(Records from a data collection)
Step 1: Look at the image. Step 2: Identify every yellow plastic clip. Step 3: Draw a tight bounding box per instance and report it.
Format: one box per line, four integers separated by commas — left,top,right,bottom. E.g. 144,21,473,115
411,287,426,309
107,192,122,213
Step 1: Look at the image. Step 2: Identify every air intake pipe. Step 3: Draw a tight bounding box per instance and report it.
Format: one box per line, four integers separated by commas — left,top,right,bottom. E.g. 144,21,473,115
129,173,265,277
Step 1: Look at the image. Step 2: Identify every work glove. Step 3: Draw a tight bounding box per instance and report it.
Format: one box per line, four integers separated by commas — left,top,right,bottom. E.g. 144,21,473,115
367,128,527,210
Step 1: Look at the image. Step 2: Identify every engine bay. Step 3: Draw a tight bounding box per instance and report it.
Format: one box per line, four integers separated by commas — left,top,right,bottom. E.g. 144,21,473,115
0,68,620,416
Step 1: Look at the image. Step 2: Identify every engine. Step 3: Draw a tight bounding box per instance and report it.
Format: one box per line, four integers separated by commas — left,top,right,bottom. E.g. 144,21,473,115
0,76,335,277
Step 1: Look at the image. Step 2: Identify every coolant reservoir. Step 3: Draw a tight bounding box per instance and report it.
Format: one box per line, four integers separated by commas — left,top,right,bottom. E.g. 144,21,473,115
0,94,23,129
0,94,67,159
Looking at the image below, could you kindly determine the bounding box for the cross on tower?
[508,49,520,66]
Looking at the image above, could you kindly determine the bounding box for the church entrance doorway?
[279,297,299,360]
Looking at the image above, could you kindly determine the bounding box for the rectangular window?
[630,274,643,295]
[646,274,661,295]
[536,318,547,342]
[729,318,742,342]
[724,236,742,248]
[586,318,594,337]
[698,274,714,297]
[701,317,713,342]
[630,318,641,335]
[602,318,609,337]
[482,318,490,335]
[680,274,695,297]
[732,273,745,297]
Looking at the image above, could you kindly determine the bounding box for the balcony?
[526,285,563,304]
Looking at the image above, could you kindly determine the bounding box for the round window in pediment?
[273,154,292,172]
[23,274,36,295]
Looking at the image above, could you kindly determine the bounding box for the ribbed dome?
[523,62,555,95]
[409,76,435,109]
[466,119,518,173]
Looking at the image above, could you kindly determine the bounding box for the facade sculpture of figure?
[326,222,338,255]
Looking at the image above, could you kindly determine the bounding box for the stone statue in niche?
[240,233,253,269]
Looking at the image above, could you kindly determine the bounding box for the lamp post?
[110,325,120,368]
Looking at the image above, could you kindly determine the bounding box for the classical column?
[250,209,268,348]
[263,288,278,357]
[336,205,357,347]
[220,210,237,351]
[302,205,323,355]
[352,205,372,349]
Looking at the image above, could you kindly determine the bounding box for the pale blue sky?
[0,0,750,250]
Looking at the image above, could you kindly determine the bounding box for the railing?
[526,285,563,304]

Aim of the task:
Convert every line of the records above into a JSON list of strings, one string per line, with blank lines omitted.

Correct answer:
[
  "Step 1: Look at the image. Step 2: Identify every yellow plastic clip. Step 3: Draw a tight bounding box per instance and report it.",
  "Format: one box per line, four integers separated by commas — left,top,right,bottom. E.g. 144,21,473,115",
  "411,287,426,309",
  "107,192,122,213",
  "Step 1: Look at the image. Step 2: Identify every air intake pipe. Step 3: Draw a tight bounding box per instance and report it.",
  "Format: one box per line, four integers separated by commas — left,top,right,bottom. E.g. 144,21,473,115",
  "129,173,265,277",
  "Step 1: Look at the image. Step 2: Identify every work glove. Step 3: Draw a tight bounding box per instance and report it.",
  "Format: one box per line, four integers separated by commas — left,top,right,bottom. E.g. 144,21,473,115",
  "367,128,527,210",
  "Step 1: Look at the image. Step 2: Identify every engine bay. Step 3: Draw a tight bounding box per instance and report it.",
  "Format: one box per line, four integers separated by commas — left,top,right,bottom. E.g. 144,21,473,115",
  "0,68,620,416",
  "Step 1: Look at the image. Step 2: Identify every engine. Step 3: Draw a tight bounding box per instance and report it.",
  "Format: one box per line, four integers separated by commas — left,top,right,bottom. E.g. 144,21,473,115",
  "0,76,335,277",
  "Step 1: Look at the image. Step 2: Identify every coolant reservoir. Step 3: Draw a tight bounding box per instance and report it.",
  "Format: one box per line, four integers separated by commas — left,top,right,bottom. E.g. 144,21,473,115",
  "0,94,23,129",
  "0,94,67,159",
  "Looking at the image below, could you kindly determine the bounding box for the cross on tower?",
  "[508,49,520,66]",
  "Looking at the image above, could you kindly determine the bounding box for the church entrance doorway?",
  "[279,297,299,360]",
  "Looking at the image above, could you kindly determine the bounding box for the rectangular window?",
  "[630,274,643,295]",
  "[646,274,661,295]",
  "[536,318,547,342]",
  "[729,318,742,342]",
  "[724,236,742,248]",
  "[586,318,594,337]",
  "[698,274,714,297]",
  "[701,317,713,342]",
  "[630,318,641,335]",
  "[602,318,609,337]",
  "[482,318,490,335]",
  "[680,274,695,297]",
  "[732,273,745,297]",
  "Looking at the image above, could you kindly determine the bounding box for the balcony?",
  "[526,285,563,304]",
  "Looking at the image above, could you kindly determine the bounding box for the round window in pediment?",
  "[273,154,292,172]",
  "[23,274,36,295]",
  "Looking at the image above, could you kindly determine the bounding box for the ribbed dome?",
  "[523,62,555,95]",
  "[409,76,435,109]",
  "[466,119,518,173]",
  "Looking at the image above, could you kindly determine the bounding box for the facade sculpture of figure?",
  "[326,222,338,255]",
  "Looking at the image above, could you kindly determine the bounding box for the stone statue in niche?",
  "[240,233,253,269]",
  "Looking at the image above, could you kindly determine the bounding box for the lamp post?",
  "[110,325,120,368]",
  "Looking at the image above, could you kindly determine the bounding box for the classical column?",
  "[250,209,268,348]",
  "[263,288,278,357]",
  "[336,205,357,347]",
  "[220,210,237,351]",
  "[302,205,323,355]",
  "[352,205,372,349]",
  "Looking at the image above, could you kindly determine the bounding box for the pale blue sky?",
  "[0,0,750,250]",
  "Looking at the image above, could you kindly determine the bounding box for the railing?",
  "[526,285,563,304]"
]